Jewelry

Daniel Brush "Pushes the Boundary" of Haute Jewellery

By Vivienne Becker

Daniel Brush has long been a favourite of knowledgeable collectors, but a show of his fantastical haute joaillerie in Paris last year captivated a whole new audience.


D aniel Brush is an American goldsmith, painter, sculptor and polymath whose reputation as a reclusive genius with otherworldly skills and a philosophical approach has made him a cult figure. His work, from early gold-granulation pieces and whimsical Bakelite- and diamond-studded animals to silkily carved and engraved steel flowers, rarely appears on the market.  Instead, it passes directly from Brush to the hands of private collectors, some of whom are royalty, and almost all of whom Brush knows personally. To him, these clients are suitable caretakers of his work. The few jewels that have come up for auction at Sotheby’s have easily exceeded their estimates.

DANIEL BRUSH'S TEN BUTTERFLY BOX. PHOTOGRAPHS BY LAURENT KARIV.

Brush was born in Cleveland, Ohio, in 1947. He won a scholarship to study fine art at the Carnegie Institute of Technology in Pittsburgh, then earned a master’s degree at the University of Southern California in Los Angeles. A professor of art at Georgetown University in Washington, DC, he moved to New York in 1978 with his wife, Olivia, to focus on painting. He began to translate his ideas into metalwork, turning to jewels, he says, as a respite from the intensity of painting.

CHOKERS FROM BRUSH’S NECKS SERIES, SHOWN ON VIEW IN PARIS IN LATE 2017. PHOTOGRAPHS BY LAURENT KARIV.

Now, after 45 years of “grappling with cosmic questions,” Brush has emerged from the labyrinth of antique lathes that fills his Manhattan loft. Last autumn, Van Cleef & Arpels’s École des Arts Joailliers (School of Jewellery Arts) in Paris hosted a landmark exhibition of his work. 

CHOKERS FROM BRUSH’S NECKS SERIES, SHOWN ON VIEW IN PARIS IN LATE 2017. PHOTOGRAPHS BY LAURENT KARIV.

══════════

Written problem 1: Reproduce word for word the section of the Daniel Brush article that opens with the words containing "By Vivienne Becker" and closes with "exceeded their estimates.".
The records after this point have no connection to the Daniel Brush article.

══════════

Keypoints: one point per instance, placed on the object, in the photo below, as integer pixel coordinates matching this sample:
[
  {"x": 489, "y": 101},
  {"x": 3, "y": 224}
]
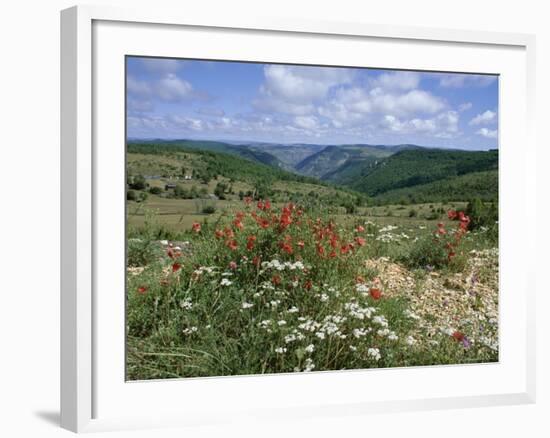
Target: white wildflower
[
  {"x": 225, "y": 282},
  {"x": 186, "y": 304},
  {"x": 374, "y": 353},
  {"x": 189, "y": 330}
]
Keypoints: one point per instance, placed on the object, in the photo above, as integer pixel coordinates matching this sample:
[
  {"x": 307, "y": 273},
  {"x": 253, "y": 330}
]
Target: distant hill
[
  {"x": 387, "y": 173},
  {"x": 415, "y": 167},
  {"x": 482, "y": 185},
  {"x": 326, "y": 163},
  {"x": 252, "y": 153}
]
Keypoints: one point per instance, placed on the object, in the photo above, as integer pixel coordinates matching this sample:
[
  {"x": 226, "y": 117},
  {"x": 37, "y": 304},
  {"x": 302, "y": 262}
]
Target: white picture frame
[{"x": 87, "y": 383}]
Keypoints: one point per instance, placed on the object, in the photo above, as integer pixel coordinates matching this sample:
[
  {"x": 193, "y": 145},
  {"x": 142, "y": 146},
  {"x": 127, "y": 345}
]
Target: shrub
[
  {"x": 138, "y": 183},
  {"x": 141, "y": 252},
  {"x": 143, "y": 196},
  {"x": 482, "y": 214},
  {"x": 425, "y": 252},
  {"x": 209, "y": 209}
]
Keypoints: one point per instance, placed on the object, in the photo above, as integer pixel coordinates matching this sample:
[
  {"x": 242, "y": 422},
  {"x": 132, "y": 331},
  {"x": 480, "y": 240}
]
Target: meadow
[{"x": 240, "y": 276}]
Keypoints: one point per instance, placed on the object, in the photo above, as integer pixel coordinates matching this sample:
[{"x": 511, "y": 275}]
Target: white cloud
[
  {"x": 351, "y": 106},
  {"x": 169, "y": 88},
  {"x": 138, "y": 88},
  {"x": 444, "y": 125},
  {"x": 401, "y": 80},
  {"x": 173, "y": 89},
  {"x": 306, "y": 122},
  {"x": 295, "y": 89},
  {"x": 488, "y": 133},
  {"x": 456, "y": 80},
  {"x": 161, "y": 65},
  {"x": 218, "y": 112},
  {"x": 465, "y": 106},
  {"x": 484, "y": 118},
  {"x": 303, "y": 84}
]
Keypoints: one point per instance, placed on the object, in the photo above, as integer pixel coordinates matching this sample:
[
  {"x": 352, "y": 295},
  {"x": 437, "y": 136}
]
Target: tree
[{"x": 138, "y": 183}]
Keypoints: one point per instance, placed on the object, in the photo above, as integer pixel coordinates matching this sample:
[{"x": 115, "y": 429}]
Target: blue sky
[{"x": 278, "y": 103}]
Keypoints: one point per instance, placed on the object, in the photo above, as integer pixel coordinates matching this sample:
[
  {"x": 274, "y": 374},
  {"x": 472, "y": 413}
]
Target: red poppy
[
  {"x": 346, "y": 248},
  {"x": 458, "y": 336},
  {"x": 375, "y": 293},
  {"x": 452, "y": 214},
  {"x": 263, "y": 223},
  {"x": 287, "y": 247},
  {"x": 238, "y": 224},
  {"x": 250, "y": 242},
  {"x": 320, "y": 249}
]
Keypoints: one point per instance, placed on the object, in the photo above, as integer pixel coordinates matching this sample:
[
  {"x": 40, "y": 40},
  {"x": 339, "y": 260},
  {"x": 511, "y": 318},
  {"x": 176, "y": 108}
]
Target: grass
[{"x": 294, "y": 297}]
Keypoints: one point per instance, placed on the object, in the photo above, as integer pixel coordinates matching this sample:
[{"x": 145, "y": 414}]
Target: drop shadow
[{"x": 51, "y": 417}]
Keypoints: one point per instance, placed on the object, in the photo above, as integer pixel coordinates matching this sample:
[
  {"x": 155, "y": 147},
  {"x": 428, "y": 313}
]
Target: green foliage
[
  {"x": 415, "y": 167},
  {"x": 138, "y": 182},
  {"x": 482, "y": 214},
  {"x": 131, "y": 195},
  {"x": 483, "y": 185},
  {"x": 209, "y": 209},
  {"x": 426, "y": 252}
]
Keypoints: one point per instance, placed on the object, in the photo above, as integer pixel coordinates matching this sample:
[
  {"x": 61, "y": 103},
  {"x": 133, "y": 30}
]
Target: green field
[{"x": 323, "y": 277}]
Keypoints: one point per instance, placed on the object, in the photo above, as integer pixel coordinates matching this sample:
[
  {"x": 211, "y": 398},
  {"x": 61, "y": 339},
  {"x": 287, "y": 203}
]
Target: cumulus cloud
[
  {"x": 161, "y": 65},
  {"x": 444, "y": 125},
  {"x": 484, "y": 118},
  {"x": 138, "y": 88},
  {"x": 488, "y": 133},
  {"x": 401, "y": 80},
  {"x": 167, "y": 88},
  {"x": 306, "y": 122},
  {"x": 171, "y": 88},
  {"x": 295, "y": 89},
  {"x": 456, "y": 80},
  {"x": 350, "y": 106},
  {"x": 218, "y": 112}
]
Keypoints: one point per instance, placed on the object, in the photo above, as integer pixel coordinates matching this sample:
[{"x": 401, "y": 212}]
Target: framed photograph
[{"x": 268, "y": 218}]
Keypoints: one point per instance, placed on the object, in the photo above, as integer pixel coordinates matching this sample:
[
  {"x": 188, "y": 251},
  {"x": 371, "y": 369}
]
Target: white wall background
[{"x": 29, "y": 215}]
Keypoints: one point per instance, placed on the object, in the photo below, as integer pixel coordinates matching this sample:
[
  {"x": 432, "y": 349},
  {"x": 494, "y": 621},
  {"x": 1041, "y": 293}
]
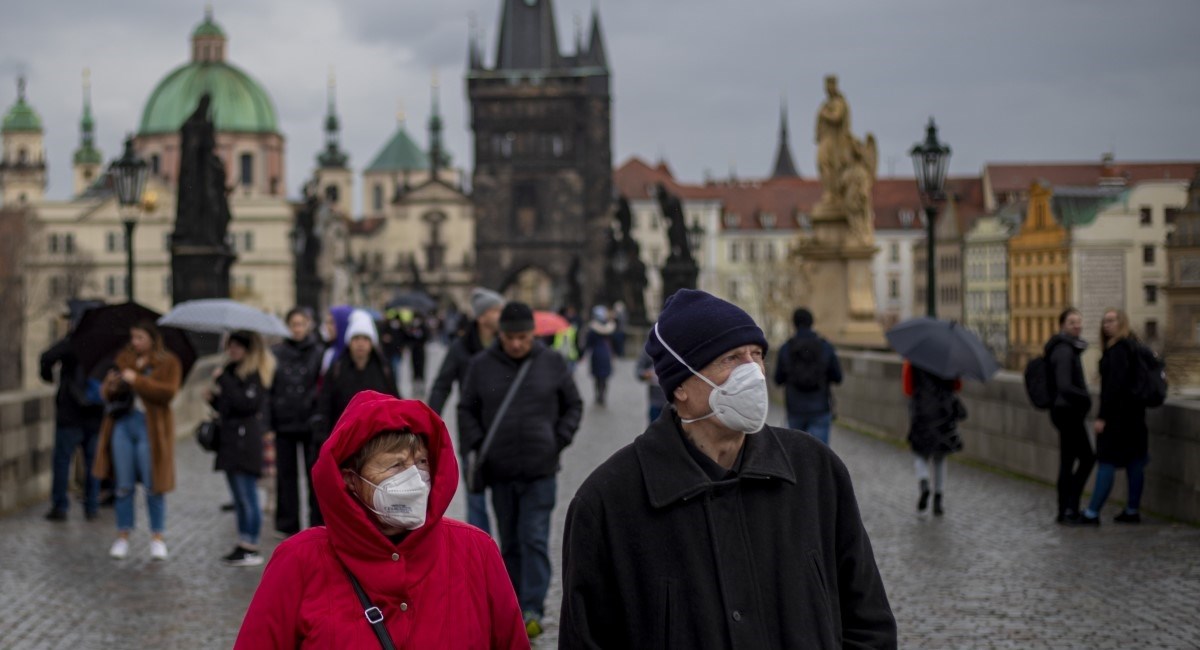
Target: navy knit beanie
[{"x": 699, "y": 326}]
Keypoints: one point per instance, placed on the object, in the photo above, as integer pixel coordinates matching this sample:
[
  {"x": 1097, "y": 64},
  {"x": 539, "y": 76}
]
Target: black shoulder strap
[{"x": 373, "y": 614}]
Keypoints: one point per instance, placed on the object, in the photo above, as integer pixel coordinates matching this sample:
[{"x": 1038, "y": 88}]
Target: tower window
[{"x": 247, "y": 169}]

══════════

Written problem 2: Locate each line in the records containing the word "green" and copy those lines, treating uppercase and lowercase as different.

Full response 1:
By Vivienne Becker

Daniel Brush has long been a favourite of knowledgeable collectors, but a show of his fantastical haute joaillerie in Paris last year captivated a whole new audience.


D aniel Brush is an American goldsmith, painter, sculptor and polymath whose reputation as a reclusive genius with otherworldly skills and a philosophical approach has made him a cult figure. His work, from early gold-granulation pieces and whimsical Bakelite- and diamond-studded animals to silkily carved and engraved steel flowers, rarely appears on the market.  Instead, it passes directly from Brush to the hands of private collectors, some of whom are royalty, and almost all of whom Brush knows personally. To him, these clients are suitable caretakers of his work. The few jewels that have come up for auction at Sotheby’s have easily exceeded their estimates.

Full response 2:
Target: green foliage
Target: green field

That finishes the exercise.